### WHAT THE EXERCISE ASKS
Pick out each line of the material below that contains the string "sign" and copy those lines word for word.

[Records from a data collection]

— Start —

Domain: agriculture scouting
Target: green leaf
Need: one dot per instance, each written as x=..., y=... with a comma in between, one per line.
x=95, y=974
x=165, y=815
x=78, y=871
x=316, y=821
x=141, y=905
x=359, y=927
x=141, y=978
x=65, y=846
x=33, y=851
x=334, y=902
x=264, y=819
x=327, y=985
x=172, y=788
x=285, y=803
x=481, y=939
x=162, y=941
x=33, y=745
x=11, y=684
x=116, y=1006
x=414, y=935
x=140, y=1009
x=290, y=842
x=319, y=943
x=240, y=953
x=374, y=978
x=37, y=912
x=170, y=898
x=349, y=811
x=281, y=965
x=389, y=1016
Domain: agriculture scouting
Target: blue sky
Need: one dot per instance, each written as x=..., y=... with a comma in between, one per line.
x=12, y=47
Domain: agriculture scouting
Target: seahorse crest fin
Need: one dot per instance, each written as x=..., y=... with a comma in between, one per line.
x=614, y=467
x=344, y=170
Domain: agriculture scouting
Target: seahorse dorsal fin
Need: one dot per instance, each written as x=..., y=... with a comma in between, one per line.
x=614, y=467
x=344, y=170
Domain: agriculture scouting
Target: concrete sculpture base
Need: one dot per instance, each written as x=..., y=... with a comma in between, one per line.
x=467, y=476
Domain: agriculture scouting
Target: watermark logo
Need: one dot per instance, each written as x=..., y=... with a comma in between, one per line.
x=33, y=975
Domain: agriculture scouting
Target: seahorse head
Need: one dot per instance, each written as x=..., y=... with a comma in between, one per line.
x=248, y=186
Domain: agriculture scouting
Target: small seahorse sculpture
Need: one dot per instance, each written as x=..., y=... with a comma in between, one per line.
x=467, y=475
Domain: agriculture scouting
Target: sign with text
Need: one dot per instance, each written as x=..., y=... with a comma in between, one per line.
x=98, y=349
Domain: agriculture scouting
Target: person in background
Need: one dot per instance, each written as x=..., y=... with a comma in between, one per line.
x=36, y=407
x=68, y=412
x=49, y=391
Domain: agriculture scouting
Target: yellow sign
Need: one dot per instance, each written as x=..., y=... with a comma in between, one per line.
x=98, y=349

— End —
— Start —

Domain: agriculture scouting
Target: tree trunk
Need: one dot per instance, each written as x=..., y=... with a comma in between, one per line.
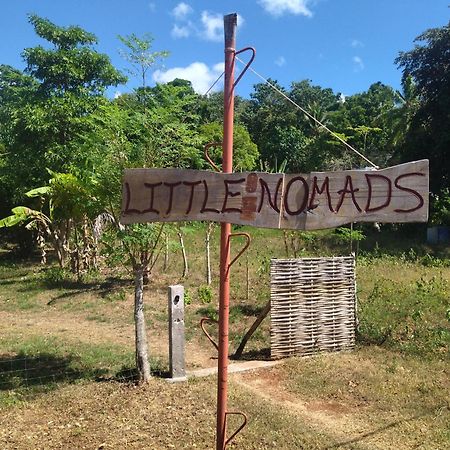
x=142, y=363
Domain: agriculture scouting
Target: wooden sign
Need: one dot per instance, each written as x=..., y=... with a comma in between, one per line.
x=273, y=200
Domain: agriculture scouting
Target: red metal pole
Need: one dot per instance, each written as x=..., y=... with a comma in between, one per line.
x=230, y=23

— End —
— Start —

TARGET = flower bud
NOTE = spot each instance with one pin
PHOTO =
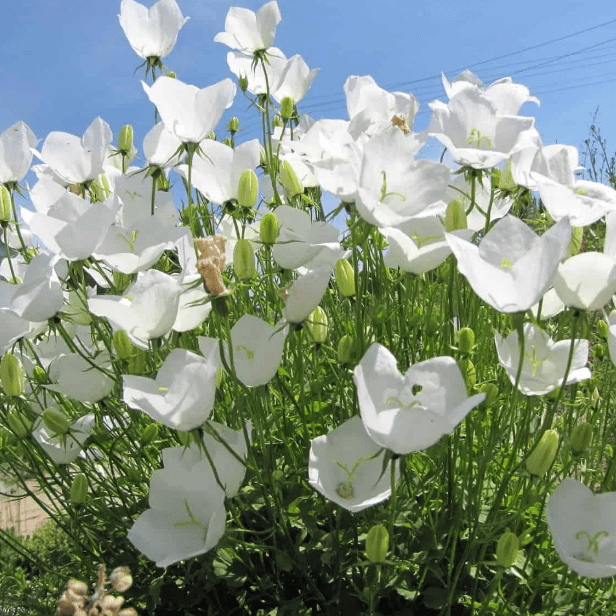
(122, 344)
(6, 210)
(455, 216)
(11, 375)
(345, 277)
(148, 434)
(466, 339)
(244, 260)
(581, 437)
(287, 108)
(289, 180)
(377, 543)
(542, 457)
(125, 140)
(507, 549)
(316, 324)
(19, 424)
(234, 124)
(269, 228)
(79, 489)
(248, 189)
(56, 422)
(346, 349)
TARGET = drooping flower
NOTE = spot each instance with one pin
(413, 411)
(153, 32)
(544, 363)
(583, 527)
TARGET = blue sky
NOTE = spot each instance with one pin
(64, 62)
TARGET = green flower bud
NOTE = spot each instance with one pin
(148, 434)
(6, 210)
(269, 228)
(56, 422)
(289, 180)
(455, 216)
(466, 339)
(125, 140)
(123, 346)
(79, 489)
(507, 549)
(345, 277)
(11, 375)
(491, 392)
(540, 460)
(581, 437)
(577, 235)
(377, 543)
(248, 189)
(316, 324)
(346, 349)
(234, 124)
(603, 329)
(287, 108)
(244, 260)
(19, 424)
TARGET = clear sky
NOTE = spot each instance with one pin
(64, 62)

— End —

### FINAL RESULT
Target: sign with text
Target: yellow sign
Target: wooden sign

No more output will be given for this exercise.